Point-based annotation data
↓
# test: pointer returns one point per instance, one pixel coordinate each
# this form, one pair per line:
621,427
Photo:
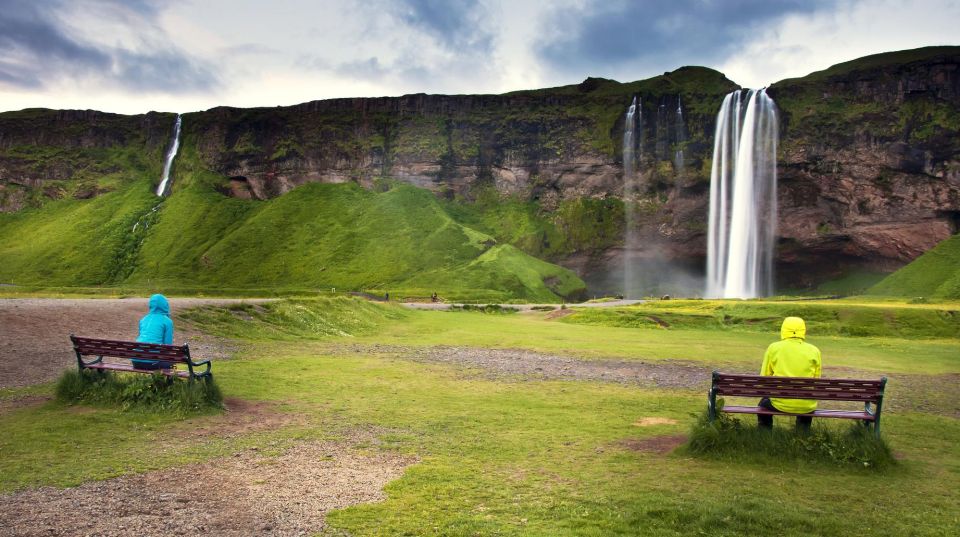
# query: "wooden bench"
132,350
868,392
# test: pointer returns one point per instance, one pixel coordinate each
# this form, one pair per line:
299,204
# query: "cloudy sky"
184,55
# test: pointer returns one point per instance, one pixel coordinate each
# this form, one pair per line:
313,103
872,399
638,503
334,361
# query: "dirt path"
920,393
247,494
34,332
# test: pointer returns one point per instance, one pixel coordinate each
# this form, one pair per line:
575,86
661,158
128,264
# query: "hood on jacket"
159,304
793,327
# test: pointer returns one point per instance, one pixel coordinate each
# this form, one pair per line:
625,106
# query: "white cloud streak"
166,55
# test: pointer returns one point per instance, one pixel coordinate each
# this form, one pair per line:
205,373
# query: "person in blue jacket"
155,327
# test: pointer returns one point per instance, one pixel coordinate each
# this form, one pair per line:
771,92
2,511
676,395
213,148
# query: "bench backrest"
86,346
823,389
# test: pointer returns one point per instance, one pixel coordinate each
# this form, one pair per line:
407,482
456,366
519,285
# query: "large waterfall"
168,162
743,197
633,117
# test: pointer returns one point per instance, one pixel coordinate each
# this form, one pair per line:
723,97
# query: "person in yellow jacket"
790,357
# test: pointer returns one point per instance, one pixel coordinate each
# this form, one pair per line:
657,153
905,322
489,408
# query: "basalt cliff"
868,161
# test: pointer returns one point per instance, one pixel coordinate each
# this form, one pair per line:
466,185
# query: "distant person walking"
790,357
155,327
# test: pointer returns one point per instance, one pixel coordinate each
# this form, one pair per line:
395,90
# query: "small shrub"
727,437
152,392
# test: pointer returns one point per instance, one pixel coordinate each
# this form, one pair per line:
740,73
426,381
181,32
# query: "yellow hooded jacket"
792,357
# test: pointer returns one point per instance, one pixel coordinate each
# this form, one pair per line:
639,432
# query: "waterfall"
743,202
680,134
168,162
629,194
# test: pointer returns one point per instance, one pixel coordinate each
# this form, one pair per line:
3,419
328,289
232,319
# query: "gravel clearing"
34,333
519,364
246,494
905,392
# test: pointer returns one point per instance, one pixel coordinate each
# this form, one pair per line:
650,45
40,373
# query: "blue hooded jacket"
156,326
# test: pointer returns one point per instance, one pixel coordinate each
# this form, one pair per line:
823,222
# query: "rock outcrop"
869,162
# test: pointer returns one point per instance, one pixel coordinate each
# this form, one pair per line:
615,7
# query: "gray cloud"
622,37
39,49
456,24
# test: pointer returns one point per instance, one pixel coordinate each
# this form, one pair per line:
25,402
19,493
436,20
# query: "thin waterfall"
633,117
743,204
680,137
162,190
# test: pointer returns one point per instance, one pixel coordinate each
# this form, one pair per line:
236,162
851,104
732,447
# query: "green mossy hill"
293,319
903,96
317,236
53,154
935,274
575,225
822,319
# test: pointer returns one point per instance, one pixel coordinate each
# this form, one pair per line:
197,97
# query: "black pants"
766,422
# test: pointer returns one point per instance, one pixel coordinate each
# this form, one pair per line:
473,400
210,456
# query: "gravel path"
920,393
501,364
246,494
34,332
↑
What the task asks:
Reproduce all entries exactly. Pictures do not belong in the copy.

Task answer:
# test: pointer returns one point per instance, one pixel coordinate each
# this form, one pair per line:
621,427
Photo:
# query: "wooden bench"
132,350
868,392
# test: pointer returns one point per instance, one pixel coordinate each
# this form, one pair per line:
299,204
# query: "cloudy sky"
184,55
# test: pointer returns one point per instance, one pixel coordinate each
# this form, one pair per line:
313,103
872,399
638,503
334,361
# query: "dirt path"
920,393
247,494
34,332
# test: pointer returns one point per instance, one pixel coordinate each
# this form, one pair per line:
575,86
661,158
128,264
# query: "hood on jacket"
159,304
793,327
# test: pointer returns one point per instance, one pixel coordinate each
# this form, one pair per line:
625,106
# query: "white cloud streak"
166,55
# test: pointer returns one point per instance, one pixel coordinate each
# this form, one pair per line:
205,373
# query: "person in blue jacket"
155,327
# test: pointer returns one point per instance, one pixel coordinate each
# this form, one pair per line:
771,92
2,511
676,395
213,148
# query: "bench backrest"
86,346
823,389
# test: pointer returns one point per instance, one pixel coordinate each
# this form, one pair per line:
407,482
456,366
519,285
# query: "large waterfall"
168,162
743,197
633,117
# test: pointer returns one point per instance, one pixel coordinate each
# this form, one pair per line:
723,97
# query: "person in yellow jacket"
790,357
# test: pointer returns one point per instance, one pixel coordinate each
# this form, one pair per line:
657,153
905,322
489,408
# query: "basalt cliff"
868,161
# test: pointer returns one point per instance, one pixel coordinate each
# this form, one pair per line:
466,185
# query: "distant person walking"
790,357
155,327
# test: pointer returns one point per instance, one pixel coordinate each
# this form, one pair per line:
395,90
# query: "small shrub"
727,437
152,392
# test: pointer returns one point per instance, one pixel coordinate each
# this form, one pair per line:
740,73
426,381
181,32
# query: "yellow hooded jacket"
792,357
# test: pointer returns one point per instance, one pixel coordinate each
# this form, one pair per line:
639,432
# query: "waterfall"
743,202
680,134
168,162
629,194
# test: pointer returns one point per instance, one pixel coordinate each
# this form, one pair per line:
3,419
328,289
232,319
# query: "gravel clearing"
34,333
519,364
246,494
905,392
# test: pointer returns one point per instance, one pixel coordinate each
# this form, one pair per line:
650,45
40,373
# query: "blue hooded jacket"
156,326
# test: pointer returns one point per instance, one pixel coordinate each
# this form, one pair per line:
823,222
# query: "rock outcrop"
869,162
# test: pointer returns one point per instance, one pixel coordinate each
# this form, one pair per line:
615,7
# query: "gray cloud"
622,37
39,49
456,24
# test: pointer returns one point per instance, one pixel coordinate each
# this form, one pair per line:
25,402
19,493
436,20
# query: "thin waterfall"
633,117
743,204
680,137
162,190
# test: pointer returns one point per instance, one pixel coordinate each
# this form, one pair per line:
236,162
851,104
732,447
# query: "green mossy hill"
293,319
903,96
317,236
53,154
935,274
575,225
822,319
# test: pointer returns one point per instance, one pixel coordinate each
# this form, one pair per line:
197,97
# query: "black pants"
766,422
# test: pointer returns one point per instance, one pixel coordinate each
# this form, one pair per line:
473,400
210,456
# query: "gravel path"
920,393
501,364
246,494
34,332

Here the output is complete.